Date: 27 Feb 2010 05:01:19
Message: <4b88ed6f@news.povray.org>
>> Just out of curiosity, just how new *is* C#?
> 
> Like 7 or 8 years. Newer versions are, of course, younger.

...I feel old now. :-(

>> ...there are statically-typed OO languages which aren't Java? [Or 
>> Eiffel, which nobody ever uses.]
> 
> You're trolling here, right?

Can you come up with names?

As you can imagine, I don't really follow this stuff very closely, but 
as far as I'm aware, there aren't very many "mainstream" languages out 
there.

>> All I know is that Eiffel makes it seem like this really exotic 
>> feature that you "shouldn't need to use" under normal circumstances, 
>> and if you find yourself using it, you've probably designed your 
>> program wrong.

=== DATA LISTING ===
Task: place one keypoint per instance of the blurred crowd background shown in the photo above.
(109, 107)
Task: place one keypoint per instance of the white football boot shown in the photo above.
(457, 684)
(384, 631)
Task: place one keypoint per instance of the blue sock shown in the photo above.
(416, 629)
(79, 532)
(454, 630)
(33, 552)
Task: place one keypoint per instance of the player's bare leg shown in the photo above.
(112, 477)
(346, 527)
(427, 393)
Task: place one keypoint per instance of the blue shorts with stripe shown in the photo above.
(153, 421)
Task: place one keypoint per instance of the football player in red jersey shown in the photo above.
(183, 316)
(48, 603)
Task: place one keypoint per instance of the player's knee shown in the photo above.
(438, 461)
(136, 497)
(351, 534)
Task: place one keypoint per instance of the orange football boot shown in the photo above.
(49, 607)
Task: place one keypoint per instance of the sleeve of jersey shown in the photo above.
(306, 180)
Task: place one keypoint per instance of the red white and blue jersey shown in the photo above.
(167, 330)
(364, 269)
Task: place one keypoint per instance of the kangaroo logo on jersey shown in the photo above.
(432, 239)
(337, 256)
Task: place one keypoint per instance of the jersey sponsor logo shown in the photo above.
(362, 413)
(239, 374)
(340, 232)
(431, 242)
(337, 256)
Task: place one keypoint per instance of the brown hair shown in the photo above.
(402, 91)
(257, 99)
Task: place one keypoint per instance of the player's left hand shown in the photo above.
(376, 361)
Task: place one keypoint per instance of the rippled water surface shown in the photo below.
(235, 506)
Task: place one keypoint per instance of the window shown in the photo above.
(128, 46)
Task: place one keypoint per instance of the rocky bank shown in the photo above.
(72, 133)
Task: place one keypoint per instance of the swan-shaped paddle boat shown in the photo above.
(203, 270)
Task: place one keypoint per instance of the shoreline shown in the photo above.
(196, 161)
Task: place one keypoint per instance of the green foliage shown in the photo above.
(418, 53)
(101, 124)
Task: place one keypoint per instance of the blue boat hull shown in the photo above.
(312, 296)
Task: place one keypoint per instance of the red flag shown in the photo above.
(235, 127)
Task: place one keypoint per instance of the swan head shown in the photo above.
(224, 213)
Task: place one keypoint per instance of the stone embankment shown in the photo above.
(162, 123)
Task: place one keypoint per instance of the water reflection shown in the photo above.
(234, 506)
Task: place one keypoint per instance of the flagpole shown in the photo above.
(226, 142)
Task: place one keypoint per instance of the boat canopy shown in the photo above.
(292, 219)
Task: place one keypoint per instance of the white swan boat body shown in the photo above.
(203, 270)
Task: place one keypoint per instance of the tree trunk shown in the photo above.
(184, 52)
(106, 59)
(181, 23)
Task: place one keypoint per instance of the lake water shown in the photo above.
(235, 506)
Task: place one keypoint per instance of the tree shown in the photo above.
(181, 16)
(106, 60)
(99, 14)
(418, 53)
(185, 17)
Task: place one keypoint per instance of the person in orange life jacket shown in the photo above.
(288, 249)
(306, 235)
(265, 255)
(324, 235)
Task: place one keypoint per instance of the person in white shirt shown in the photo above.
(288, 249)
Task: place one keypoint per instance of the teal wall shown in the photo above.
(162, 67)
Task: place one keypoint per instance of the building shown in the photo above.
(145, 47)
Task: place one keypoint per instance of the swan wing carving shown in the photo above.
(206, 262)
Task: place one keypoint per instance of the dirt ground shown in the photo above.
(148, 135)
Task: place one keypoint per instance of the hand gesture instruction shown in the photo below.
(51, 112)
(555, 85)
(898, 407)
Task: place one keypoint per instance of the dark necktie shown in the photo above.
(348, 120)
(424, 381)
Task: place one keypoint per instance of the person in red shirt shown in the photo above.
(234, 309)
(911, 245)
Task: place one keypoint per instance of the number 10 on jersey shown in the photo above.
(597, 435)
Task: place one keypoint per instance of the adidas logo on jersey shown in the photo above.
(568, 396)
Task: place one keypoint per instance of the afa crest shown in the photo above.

=== TASK TO CARRY OUT ===
Answer these from the newsgroup post:
(a) Roughly how old does the post say C# is?
(b) Which language does the post call one "which nobody ever uses"?
(c) On what date was the post sent?

=== PROBLEM SOLUTION ===
(a) About 7 or 8 years old.
(b) Eiffel.
(c) 27 Feb 2010.